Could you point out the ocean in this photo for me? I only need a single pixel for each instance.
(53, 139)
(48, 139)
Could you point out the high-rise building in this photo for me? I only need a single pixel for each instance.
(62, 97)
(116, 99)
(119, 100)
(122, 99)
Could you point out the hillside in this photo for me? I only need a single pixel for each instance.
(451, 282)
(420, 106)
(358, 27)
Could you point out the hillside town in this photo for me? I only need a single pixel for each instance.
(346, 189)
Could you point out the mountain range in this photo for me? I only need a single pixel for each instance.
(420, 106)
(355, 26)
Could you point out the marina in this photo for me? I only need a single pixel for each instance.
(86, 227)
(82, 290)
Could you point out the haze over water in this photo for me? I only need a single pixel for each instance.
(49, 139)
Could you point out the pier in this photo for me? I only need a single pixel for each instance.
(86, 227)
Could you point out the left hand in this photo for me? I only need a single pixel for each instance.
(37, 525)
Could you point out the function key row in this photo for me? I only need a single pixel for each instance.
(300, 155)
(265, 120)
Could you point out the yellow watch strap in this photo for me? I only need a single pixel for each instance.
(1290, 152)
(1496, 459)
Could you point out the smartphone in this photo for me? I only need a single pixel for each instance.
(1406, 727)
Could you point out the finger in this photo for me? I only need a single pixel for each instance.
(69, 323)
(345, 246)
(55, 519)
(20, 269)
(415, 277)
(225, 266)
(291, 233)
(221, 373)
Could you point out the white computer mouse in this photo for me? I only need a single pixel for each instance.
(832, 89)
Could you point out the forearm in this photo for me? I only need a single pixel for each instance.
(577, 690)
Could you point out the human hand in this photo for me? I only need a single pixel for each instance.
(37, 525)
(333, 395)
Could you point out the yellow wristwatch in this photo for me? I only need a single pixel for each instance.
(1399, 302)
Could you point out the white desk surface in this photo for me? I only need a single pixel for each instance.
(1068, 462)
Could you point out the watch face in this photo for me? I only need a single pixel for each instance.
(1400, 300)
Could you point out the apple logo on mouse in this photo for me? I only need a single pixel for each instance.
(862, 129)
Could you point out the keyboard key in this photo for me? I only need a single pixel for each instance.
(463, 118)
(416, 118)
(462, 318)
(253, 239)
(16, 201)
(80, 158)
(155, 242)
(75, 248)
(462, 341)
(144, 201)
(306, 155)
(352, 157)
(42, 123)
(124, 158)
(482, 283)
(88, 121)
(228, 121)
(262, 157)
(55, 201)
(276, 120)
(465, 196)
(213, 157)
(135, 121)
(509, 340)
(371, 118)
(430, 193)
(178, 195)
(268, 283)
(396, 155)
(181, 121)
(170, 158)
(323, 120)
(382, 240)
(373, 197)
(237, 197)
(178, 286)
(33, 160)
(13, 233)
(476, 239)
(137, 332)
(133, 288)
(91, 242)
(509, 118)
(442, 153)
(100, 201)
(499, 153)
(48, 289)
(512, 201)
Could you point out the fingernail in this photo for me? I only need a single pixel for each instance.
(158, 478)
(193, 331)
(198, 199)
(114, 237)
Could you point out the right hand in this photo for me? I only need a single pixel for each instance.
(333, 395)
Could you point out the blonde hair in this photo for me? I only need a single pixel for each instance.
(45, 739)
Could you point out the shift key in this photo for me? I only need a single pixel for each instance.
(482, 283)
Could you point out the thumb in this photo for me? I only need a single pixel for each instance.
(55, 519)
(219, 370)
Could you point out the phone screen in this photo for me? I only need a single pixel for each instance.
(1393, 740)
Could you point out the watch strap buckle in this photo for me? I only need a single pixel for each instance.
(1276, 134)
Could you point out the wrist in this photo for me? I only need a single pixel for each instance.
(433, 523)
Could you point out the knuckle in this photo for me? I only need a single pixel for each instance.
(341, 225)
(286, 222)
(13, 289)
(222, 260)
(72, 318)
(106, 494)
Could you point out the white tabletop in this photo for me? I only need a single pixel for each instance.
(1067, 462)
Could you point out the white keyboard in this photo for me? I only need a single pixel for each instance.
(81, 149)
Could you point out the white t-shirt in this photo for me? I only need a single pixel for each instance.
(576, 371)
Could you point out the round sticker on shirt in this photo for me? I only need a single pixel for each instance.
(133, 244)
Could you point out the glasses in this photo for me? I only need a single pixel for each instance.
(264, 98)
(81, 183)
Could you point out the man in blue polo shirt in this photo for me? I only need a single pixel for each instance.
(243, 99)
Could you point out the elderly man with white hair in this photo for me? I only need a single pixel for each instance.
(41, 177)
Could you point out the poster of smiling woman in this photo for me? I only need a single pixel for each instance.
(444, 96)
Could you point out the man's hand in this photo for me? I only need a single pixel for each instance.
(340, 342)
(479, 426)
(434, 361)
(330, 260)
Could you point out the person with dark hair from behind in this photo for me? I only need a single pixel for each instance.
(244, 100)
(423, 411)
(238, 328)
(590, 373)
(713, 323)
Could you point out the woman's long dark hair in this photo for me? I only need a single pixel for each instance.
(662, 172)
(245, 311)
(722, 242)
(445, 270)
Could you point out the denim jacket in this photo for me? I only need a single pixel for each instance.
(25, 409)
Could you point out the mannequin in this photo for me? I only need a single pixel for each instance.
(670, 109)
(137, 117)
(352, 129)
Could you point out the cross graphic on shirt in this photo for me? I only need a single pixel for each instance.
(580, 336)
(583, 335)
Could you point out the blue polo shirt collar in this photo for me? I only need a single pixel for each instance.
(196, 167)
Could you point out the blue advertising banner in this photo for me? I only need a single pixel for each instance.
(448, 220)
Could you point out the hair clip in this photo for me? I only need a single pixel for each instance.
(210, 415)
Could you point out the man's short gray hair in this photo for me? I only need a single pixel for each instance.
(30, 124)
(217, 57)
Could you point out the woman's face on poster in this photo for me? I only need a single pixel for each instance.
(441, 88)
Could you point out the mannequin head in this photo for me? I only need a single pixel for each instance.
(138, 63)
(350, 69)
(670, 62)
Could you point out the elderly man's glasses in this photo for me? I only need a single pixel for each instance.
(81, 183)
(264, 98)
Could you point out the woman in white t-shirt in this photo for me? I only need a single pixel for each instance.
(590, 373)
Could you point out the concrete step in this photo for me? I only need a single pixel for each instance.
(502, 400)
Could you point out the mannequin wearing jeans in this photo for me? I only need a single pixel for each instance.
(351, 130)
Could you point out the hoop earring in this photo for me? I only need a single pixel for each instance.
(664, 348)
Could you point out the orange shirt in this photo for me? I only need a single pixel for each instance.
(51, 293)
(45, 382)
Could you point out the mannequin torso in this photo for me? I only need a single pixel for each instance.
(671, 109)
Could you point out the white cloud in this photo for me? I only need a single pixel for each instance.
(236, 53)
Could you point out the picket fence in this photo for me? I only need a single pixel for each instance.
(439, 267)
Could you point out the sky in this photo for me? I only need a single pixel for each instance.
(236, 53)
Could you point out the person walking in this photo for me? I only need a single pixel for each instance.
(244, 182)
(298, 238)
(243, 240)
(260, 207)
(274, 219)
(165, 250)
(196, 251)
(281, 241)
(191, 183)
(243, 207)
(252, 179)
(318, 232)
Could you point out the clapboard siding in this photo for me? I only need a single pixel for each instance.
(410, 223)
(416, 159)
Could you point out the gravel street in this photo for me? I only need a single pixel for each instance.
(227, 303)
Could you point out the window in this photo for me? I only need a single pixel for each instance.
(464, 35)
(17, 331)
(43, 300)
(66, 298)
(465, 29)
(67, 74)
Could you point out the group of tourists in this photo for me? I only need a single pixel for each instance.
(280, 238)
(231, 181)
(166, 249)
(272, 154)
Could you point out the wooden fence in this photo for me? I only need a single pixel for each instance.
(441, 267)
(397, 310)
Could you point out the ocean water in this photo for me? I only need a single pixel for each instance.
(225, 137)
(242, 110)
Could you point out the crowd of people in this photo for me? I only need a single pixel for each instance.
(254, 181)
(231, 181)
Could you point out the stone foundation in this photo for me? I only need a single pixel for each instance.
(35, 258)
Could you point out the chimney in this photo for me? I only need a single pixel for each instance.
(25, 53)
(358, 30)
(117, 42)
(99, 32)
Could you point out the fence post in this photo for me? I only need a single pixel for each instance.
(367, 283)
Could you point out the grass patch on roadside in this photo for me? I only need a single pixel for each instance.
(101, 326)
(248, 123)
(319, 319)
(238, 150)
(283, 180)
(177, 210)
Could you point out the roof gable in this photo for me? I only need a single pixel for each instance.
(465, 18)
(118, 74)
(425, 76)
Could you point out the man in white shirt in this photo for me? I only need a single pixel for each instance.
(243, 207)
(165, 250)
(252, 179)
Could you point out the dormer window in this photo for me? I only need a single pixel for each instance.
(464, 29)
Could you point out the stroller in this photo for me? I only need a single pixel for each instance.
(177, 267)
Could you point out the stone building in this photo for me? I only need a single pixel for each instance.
-- -- --
DIRECTIONS: Lay out the listing as a Markdown table with the columns Num and Content, giving each line a row number and leaving out blank lines. Include only the lines starting with the line that contains "Could you point out the marina" and going on through the line that contains "(1406, 727)".

EXERCISE OUTPUT:
| Num | Content |
|---|---|
| 1 | Could you point out the marina in this photo for me? I only need a single pixel for each instance. |
| 2 | (86, 227) |
| 3 | (82, 290) |
| 4 | Could you point out the haze over water in this photo for me? I only need a single pixel for each instance. |
| 5 | (49, 139) |
| 6 | Could you point out the pier in this photo for me? I only need a single pixel for each instance. |
| 7 | (86, 227) |
| 8 | Could you point out the left hand in this photo for me? I only need a single pixel for each instance. |
| 9 | (37, 525) |
| 10 | Could you point out the function key row in this photo for me? I only need a single pixel for each instance. |
| 11 | (300, 155) |
| 12 | (265, 120) |
| 13 | Could you point out the yellow watch strap in this photo for me? I only need a single pixel for each instance. |
| 14 | (1290, 152) |
| 15 | (1496, 459) |
| 16 | Could you point out the smartphone in this photo for me? I only need a single pixel for each instance. |
| 17 | (1406, 727) |